**Exercise details**
Print verbatim every line starting at the one that contains "Please place a point on the smiling" and ending at the final line of the records; include both endpoints.

Natural-language object grounding data
= Beginning of Section =

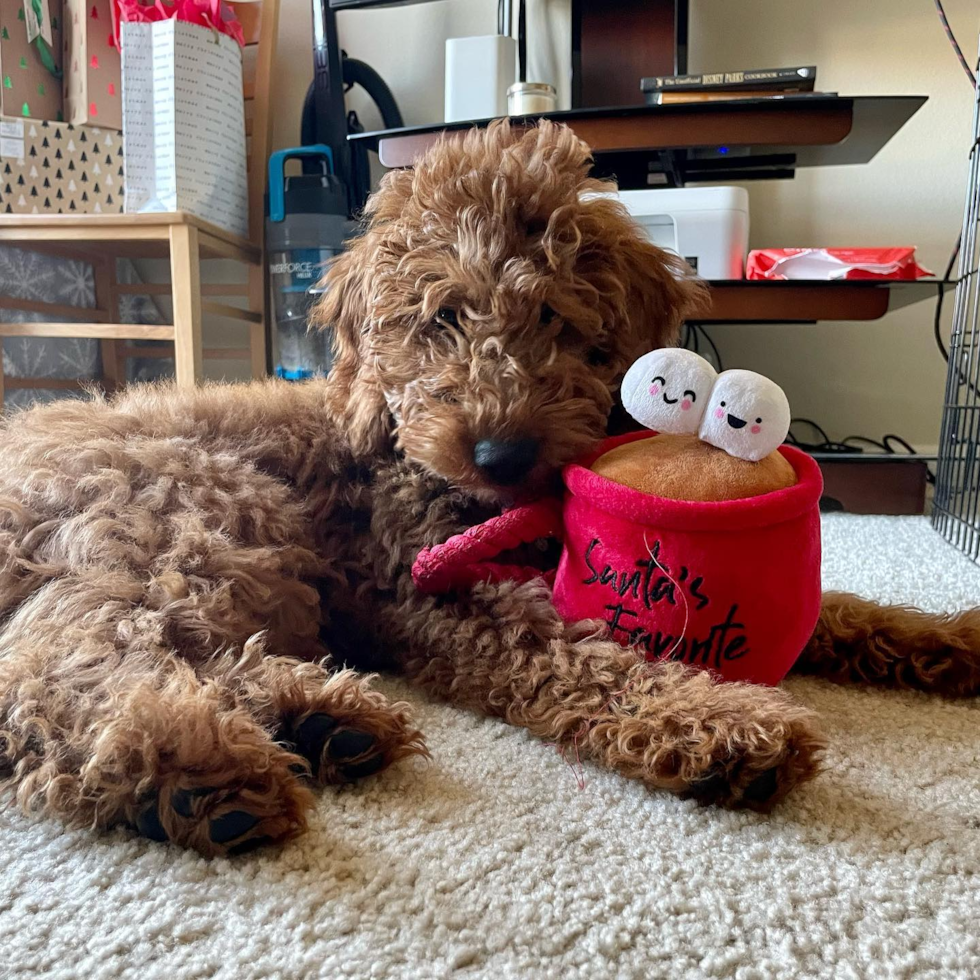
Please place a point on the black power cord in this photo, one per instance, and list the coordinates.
(692, 341)
(955, 44)
(886, 445)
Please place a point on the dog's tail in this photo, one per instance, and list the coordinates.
(857, 640)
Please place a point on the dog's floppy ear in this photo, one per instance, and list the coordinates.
(661, 293)
(354, 394)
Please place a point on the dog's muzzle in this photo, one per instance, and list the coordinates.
(505, 462)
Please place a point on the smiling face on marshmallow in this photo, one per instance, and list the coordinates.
(667, 390)
(746, 414)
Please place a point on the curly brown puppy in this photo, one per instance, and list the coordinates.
(178, 565)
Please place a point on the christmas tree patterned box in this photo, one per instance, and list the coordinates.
(93, 69)
(30, 69)
(57, 168)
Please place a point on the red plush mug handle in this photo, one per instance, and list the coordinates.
(464, 560)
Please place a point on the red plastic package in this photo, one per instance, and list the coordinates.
(826, 264)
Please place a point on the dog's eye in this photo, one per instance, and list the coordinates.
(446, 317)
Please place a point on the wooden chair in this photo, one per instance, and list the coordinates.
(103, 239)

= End of Section =

**Expected answer**
Please place a point on the smiling face on marshmallow in this photo, one per instance, and list the coordinates.
(667, 390)
(746, 414)
Please place a point on the curly brown puppy in this photo, one per instance, and list the coordinates.
(178, 565)
Please place a point on the christmas tree patterned box in this photo, one per instance, and list the coordinates.
(93, 69)
(30, 69)
(57, 168)
Please place a point on the red plush mug handle in this photo, one per instance, and list the coordinates.
(464, 560)
Please place a point on the red plastic package in this photo, one per instance, and list the coordinates.
(826, 264)
Please place a point on the dog's eye in this photo, one per instance, and list the coordinates.
(446, 317)
Please place a point on the wooden chair in this photo, one per instance, and list the coordinates.
(103, 239)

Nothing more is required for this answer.